> **Task to complete**:
Recast all of the material below as a two-column CSV with the header instruction,response. Put each instruction and its answer in one row, with each value in a single quoted field and line breaks replaced by spaces.

> **Data for this exercise**:
*-*-*
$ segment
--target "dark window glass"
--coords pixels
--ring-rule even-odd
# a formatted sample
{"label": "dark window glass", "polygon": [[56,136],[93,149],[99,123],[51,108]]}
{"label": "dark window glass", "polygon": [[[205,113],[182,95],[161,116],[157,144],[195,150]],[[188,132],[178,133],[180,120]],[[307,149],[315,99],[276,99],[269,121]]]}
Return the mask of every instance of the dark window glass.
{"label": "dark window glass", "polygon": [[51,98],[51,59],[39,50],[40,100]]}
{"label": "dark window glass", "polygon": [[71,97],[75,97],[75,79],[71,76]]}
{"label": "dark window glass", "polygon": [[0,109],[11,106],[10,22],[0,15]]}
*-*-*
> **Answer to this problem**:
instruction,response
"$ segment --target ""dark window glass"" --coords pixels --ring-rule even-odd # a formatted sample {""label"": ""dark window glass"", ""polygon"": [[56,136],[93,149],[99,123],[51,108]]} {""label"": ""dark window glass"", ""polygon"": [[[205,113],[182,95],[161,116],[157,144],[195,150]],[[188,132],[178,133],[180,120]],[[307,149],[315,99],[276,99],[269,121]]]} Return the mask of every instance of the dark window glass.","{""label"": ""dark window glass"", ""polygon"": [[51,98],[51,59],[39,50],[40,100]]} {""label"": ""dark window glass"", ""polygon"": [[71,97],[75,97],[75,79],[71,76]]} {""label"": ""dark window glass"", ""polygon"": [[0,109],[11,106],[10,22],[0,15]]}"